> **EXERCISE SET**
A: From the essay on a career in construction law, quote the passage starting with "Rather than recite" and going on through "do some good.", with no changes.
B: Using the essay on a career in construction law, mark each statement yes or no and quote the words that decide it: (i) The author was admitted to the bar in 1978. (ii) Most of the author's early clients came through the economic downturn of the 1980s intact. (iii) The author names Charles Handy as a favorite business writer.
C: Continue the essay on a career in construction law, starting right after its final sentence.

> **PROVIDED TEXT**

====

Reflections Upon a Career in Construction Law: Five Easy Pieces

  • January 07, 2025
  • Geza Banfai, counsel, McMillan LLP

The OBA has asked me to reflect upon my career and perhaps offer some advice along the way. It’s a privilege doing this, earned if for no other reason than my longevity. I was admitted to the bar in 1978 and have been practicing construction law since 1979. That span of time has permitted some successes, although I can think of none which might have come about without the help and support of a great many caring people to whom I am forever grateful. Success in the law, as in most everything else, is not a solo performance.

Not least among the many changes along the way has been the emergence of construction law itself as a standalone area of practice. Even large firms, traditionally supported by their corporate departments, have accepted their construction law practitioners albeit with the occasional touch of envy. Construction lawyers really do have more fun, after all.

Rather than recite the many changes over the last 45 years, I propose to do something different. I am in that awkward place occupied by any senior practitioner: A feeling of being left behind, especially when it comes to skill with technology, while at the same time aware of an ever-expanding horizon not yet sensed by our younger colleagues. As my favourite business writer, Charles Handy, once put it: You can only see forward as far as you can look back. So I offer this forward-looking reflection in five stanzas in the hope that it might do some good.

  1. Look for the patterns

I learned this lesson the hard way.

In the years between my starting to practice construction law and the late 1980s, I managed to develop a practice supported by a stable of six or seven inherited clients who reliably kept me going doing mostly lien work and contract disputes. Life was busy but good. I kept my head down, met my annual targets and carried on in blissful oblivion.

Then came the economic downturn of the 80s which people called a recession but in my world was nothing less than a full-blown depression. In the span of two or three years during this period, every single one of those six or seven clients either went bankrupt or wound themselves up. I busied myself with whatever smattering of construction work still came my way, but subsisted doing general commercial litigation matters and even the occasional insurance defence file. But I loved construction law and I didn’t want to be blindsided like that ever again.

It occured to me that although I had developed a comfortable practice in a niche area, I knew almost nothing about what really mattered, both to me as a practicing professional and to my clients as business people - things like the importance of a compelling vision and a strategy for getting there, marketing, building and maintaining a team. I was blind to the broader trends in the industry and in society at large. I thought I was selling legal services when what my clients were actually buying was aspirin, pain relief. That revelation completely reoriented my worldview. I started reading business literature, an MBA’s-worth of it. I began participating in industry associations, which is commonplace now but was then a lonely exercise viewed with skepticism by many in an industry whose mistrust of the legal profession ran deep. And I began writing and especially speaking, which I enjoy and which has proven to be an excellent way to keep up.

====

> **DATASET ENTRIES**
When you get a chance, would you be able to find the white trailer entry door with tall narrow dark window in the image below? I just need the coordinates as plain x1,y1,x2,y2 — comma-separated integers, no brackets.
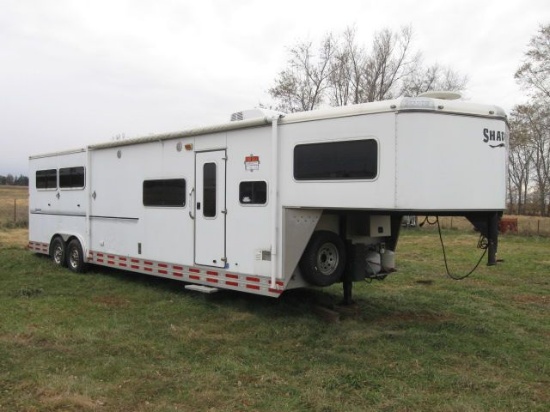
195,150,227,268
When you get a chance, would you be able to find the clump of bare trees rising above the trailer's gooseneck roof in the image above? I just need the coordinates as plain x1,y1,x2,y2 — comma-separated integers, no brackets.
269,27,467,112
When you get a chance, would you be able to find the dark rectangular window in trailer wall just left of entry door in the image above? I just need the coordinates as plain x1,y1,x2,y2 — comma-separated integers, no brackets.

====

> **ANSWERS BELOW**
A:
Rather than recite the many changes over the last 45 years, I propose to do something different. I am in that awkward place occupied by any senior practitioner: A feeling of being left behind, especially when it comes to skill with technology, while at the same time aware of an ever-expanding horizon not yet sensed by our younger colleagues. As my favourite business writer, Charles Handy, once put it: You can only see forward as far as you can look back. So I offer this forward-looking reflection in five stanzas in the hope that it might do some good.

B:
(i) Yes: "I was admitted to the bar in 1978"
(ii) No: "every single one of those six or seven clients either went bankrupt or wound themselves up."
(iii) Yes: "As my favourite business writer, Charles Handy, once put it"

C:
At any given time, there are numerous trends in the industry and in the broader world which can impact your practice. Examples presently include the march away from the Contract A/Contract B paradigm in public procurement. Couple that with the prevalence of reprisal clauses promulgated by municipalities across Canada and you have a playing field that is badly skewed against the contracting community. What should properly be your role in this? How might you influence fair and balanced procurement practices? We also have the emergence of ESG as well as collaborative contracting models such as progressive design-build, alliancing and integrated project delivery. Are you up on these? Your clients will be asking.

On the global stage, we have the rise of authoritarianism around the world, most recently in the U.S. How might your practice be affected when the temper of the times, the zeitgeist, favours the exercise of raw power unchecked by respect for facts or even the rule of law, and without regard for the common good? Will collaboration in project delivery be rendered more difficult? Will the possibility of compromise in the resolution of disputes become more remote?

These are just some patterns that occur to me and you will doubtless think of many more. Pay attention to them! They will provide opportunities for healthy influence and perhaps take your practice in unexpected but satisfying directions.

  1. Give back

In early 2008, I was asked if I might be interested in joining the Canadian Construction Documents Committee as its ex officio legal representative. It meant giving up five weekends a year plus the Mondays and Tuesdays following, as well as the occasional cross-country speaking tour and other meetings on an ad hoc basis. Other than reimbursement for direct expenses, the role was uncompensated. I took the gig and have been there ever since.

It remains the hardest working committee I have ever been involved with but the rewards have far exceeded the time and effort put in. In the ongoing exercise of listening to the sometimes divergent interests of owners, contractors and design professionals, I have learned more about industry best practices that I could have in any other way. I have also come to know many people from across Canada whose selfless dedication remains an inspiration.

And that’s the thing about volunteerism: done in the right spirit, the rewards will always be greater than the effort, even if it’s just expanding your network. The right spirit? – going in with a genuine desire to make a useful contribution coupled with a humble willingness to learn from other like-minded people. I recommend it.

  1. Get out of your office

I don’t believe you can learn anything really worth knowing about construction sitting behind your desk.

That CCDC experience mentioned above has taken me to every Canadian province and a smattering of foreign destinations. Beyond that, there have been multiple Board appointments to ACEC Ontario (then called Consulting Engineers Ontario) and the Canadian Construction Association, and various other committees and working groups tackling one issue or another. I can confidently say that whatever I may have usefully learned about the industry has been picked up in those countless meetings, and especially, in the restaurants and bars afterwards.

You don’t have to engage with the industry to this extent, but at the very least I would encourage you to do so with your clients. Visit them, and above all, visit their sites! They would love to have you. Yes, it means having to buy some PPE, but then how can you call yourself a real construction lawyer if you don’t own a pair of safety boots??

Those safety boots will be handy at the next annual site tour sponsored by the OBA’s Construction and Infrastructure Law section. The OBA provides yet another excellent excuse to get out of your office! Thanks to the enthusiastic dedication of its executive, this section invariably provides stimulating opportunities for learning and is also an effective voice in matters of legislative reform. Participate!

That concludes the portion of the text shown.